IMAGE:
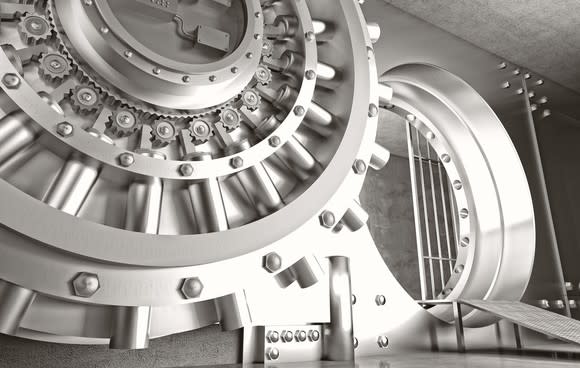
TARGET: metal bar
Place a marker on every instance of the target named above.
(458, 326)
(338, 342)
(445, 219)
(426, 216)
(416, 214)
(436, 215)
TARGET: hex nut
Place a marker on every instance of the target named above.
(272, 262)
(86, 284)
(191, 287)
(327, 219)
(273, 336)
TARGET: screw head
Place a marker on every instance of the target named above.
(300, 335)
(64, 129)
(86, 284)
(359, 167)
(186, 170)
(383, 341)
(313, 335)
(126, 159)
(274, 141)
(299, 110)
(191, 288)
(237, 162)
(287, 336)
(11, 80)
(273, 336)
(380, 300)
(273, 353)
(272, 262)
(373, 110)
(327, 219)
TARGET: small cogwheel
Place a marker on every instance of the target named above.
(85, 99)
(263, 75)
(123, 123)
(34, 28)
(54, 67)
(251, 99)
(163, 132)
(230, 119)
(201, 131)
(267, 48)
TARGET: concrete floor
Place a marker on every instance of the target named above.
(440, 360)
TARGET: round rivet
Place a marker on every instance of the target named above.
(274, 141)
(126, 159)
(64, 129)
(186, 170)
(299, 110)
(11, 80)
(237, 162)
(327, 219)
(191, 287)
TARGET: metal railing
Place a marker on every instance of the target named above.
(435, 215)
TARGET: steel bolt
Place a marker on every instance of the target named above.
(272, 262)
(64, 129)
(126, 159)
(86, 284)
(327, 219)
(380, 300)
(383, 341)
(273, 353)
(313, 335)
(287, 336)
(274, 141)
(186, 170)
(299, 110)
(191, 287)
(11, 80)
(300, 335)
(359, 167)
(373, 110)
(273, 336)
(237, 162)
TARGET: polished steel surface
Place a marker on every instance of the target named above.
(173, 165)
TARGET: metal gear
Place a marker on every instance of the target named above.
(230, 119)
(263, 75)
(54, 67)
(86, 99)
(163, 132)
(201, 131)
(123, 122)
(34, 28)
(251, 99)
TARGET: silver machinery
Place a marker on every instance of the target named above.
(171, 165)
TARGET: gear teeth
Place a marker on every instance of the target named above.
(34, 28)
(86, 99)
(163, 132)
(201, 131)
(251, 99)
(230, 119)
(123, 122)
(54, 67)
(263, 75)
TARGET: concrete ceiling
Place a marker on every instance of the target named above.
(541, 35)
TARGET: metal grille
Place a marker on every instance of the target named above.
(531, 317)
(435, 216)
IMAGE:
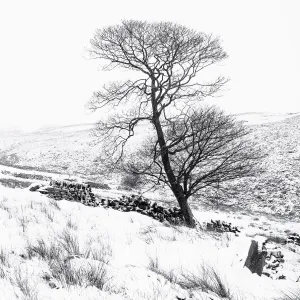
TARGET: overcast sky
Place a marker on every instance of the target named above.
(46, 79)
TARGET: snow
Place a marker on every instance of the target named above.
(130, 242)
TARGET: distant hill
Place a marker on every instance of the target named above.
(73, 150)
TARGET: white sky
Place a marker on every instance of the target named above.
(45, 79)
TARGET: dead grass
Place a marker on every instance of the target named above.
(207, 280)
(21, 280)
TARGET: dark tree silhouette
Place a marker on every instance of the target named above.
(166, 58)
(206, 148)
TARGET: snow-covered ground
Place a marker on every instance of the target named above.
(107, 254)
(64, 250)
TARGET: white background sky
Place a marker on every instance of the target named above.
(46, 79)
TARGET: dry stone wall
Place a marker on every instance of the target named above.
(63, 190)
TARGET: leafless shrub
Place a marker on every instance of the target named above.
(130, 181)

########################################

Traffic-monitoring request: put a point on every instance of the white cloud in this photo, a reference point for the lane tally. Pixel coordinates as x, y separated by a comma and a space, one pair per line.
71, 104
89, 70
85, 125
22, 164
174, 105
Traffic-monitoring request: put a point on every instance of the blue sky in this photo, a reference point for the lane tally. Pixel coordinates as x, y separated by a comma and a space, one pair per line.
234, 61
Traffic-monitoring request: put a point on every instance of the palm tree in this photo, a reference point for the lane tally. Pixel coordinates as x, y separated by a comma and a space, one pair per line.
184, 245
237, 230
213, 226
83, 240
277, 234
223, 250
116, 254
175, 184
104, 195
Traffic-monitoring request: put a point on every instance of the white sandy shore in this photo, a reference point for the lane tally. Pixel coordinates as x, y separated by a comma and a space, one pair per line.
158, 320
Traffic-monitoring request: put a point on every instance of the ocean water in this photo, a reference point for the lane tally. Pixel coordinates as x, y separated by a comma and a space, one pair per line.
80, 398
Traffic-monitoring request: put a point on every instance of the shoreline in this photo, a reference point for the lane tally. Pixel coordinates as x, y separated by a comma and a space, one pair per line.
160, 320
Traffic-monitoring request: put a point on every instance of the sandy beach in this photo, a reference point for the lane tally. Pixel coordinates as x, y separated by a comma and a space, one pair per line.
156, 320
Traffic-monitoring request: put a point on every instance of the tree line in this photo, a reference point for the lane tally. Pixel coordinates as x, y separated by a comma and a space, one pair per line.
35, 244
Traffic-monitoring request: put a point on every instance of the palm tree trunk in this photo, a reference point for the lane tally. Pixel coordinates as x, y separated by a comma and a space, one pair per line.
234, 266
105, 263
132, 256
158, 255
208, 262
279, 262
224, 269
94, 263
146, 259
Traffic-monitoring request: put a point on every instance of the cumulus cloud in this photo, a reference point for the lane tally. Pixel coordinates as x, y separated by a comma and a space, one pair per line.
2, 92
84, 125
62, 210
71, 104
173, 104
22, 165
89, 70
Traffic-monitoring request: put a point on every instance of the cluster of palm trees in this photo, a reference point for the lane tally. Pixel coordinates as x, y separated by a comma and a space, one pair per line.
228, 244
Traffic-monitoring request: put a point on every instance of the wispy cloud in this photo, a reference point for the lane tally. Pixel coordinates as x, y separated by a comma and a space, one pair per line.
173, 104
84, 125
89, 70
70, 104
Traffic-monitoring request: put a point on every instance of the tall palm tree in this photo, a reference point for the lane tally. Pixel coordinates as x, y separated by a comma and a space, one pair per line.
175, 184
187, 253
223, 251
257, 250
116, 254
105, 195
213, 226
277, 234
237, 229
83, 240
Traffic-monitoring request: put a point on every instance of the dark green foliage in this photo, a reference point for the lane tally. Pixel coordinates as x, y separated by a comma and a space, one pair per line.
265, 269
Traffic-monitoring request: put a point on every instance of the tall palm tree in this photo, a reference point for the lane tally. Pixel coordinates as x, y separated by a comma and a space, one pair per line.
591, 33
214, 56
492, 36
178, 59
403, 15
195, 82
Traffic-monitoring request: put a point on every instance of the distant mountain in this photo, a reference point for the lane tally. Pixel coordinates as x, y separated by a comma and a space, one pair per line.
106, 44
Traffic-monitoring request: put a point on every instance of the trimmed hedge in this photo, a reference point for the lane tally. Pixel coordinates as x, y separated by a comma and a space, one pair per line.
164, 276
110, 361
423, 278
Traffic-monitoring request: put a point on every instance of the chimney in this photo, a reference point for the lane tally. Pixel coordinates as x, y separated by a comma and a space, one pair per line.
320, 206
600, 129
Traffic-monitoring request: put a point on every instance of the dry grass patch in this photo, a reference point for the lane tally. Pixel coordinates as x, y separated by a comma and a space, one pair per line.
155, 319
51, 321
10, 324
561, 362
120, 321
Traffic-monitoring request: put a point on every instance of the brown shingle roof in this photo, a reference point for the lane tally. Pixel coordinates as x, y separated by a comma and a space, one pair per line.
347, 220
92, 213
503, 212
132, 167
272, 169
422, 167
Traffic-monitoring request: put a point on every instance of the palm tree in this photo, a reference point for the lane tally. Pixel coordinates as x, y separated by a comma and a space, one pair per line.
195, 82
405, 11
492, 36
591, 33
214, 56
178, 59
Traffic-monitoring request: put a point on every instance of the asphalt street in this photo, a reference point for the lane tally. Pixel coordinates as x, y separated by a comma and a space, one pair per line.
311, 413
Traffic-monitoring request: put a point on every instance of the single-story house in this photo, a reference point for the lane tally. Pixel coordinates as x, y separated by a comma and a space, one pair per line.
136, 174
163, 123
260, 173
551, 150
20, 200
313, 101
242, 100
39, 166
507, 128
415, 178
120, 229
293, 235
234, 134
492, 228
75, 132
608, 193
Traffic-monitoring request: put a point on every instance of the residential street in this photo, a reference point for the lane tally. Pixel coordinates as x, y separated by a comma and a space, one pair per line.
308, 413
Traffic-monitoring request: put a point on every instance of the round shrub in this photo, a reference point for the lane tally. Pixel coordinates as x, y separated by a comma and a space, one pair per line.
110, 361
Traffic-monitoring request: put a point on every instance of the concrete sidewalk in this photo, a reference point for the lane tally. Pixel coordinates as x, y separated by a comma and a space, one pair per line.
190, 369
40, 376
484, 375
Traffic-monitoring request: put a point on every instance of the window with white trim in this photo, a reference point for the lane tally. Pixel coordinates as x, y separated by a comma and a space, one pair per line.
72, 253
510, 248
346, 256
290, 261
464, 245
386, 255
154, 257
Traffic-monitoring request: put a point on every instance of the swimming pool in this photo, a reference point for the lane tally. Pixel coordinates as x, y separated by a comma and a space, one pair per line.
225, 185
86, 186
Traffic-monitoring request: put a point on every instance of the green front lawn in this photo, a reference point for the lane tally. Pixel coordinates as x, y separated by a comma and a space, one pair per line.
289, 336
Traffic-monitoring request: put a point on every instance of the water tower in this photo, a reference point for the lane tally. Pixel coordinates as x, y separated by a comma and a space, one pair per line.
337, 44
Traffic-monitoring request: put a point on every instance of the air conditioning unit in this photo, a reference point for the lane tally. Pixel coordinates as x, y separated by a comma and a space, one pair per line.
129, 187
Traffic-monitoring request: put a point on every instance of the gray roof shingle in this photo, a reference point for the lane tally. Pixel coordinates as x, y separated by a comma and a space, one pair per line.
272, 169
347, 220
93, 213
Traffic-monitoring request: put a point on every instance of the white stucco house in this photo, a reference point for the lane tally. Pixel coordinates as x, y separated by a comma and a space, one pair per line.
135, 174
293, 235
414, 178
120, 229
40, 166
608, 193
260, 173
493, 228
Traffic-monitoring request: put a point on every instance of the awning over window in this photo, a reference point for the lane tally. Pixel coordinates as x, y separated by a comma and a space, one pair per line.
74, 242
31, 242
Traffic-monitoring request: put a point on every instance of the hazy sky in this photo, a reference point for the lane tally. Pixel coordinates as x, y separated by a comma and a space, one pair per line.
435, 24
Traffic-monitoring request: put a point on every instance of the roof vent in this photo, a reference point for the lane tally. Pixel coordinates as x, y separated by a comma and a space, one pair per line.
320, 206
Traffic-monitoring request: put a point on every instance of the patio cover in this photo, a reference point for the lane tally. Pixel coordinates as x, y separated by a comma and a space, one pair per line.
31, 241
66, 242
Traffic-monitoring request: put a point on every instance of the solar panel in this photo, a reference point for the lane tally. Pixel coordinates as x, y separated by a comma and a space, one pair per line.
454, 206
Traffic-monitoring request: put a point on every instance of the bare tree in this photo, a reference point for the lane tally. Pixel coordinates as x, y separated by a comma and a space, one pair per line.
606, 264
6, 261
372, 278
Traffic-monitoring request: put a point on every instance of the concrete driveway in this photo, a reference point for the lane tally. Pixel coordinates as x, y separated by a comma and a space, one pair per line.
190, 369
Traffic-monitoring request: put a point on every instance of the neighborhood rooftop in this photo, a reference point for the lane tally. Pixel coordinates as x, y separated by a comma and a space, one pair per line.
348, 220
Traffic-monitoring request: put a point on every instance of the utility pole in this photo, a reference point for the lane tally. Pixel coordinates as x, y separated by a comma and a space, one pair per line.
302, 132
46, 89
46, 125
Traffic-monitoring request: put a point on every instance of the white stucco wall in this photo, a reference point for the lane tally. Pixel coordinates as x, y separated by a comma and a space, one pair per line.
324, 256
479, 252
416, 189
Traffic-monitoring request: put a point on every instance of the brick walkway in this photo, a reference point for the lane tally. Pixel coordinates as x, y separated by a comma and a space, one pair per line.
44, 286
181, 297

########################################

- [TO DO]
Could you transcribe the entries above word for word, from the line with "TARGET: polished steel surface" down to the line with "TARGET: silver machinery", keeping both?

- [SOLUTION TO THIS TASK]
TARGET: polished steel surface
Place a marker on every instance of the target named above.
(173, 165)
TARGET: metal gear
Place a marker on every instance of the target named above.
(230, 119)
(263, 75)
(54, 67)
(86, 99)
(163, 132)
(201, 131)
(123, 122)
(34, 28)
(251, 99)
TARGET: silver machinery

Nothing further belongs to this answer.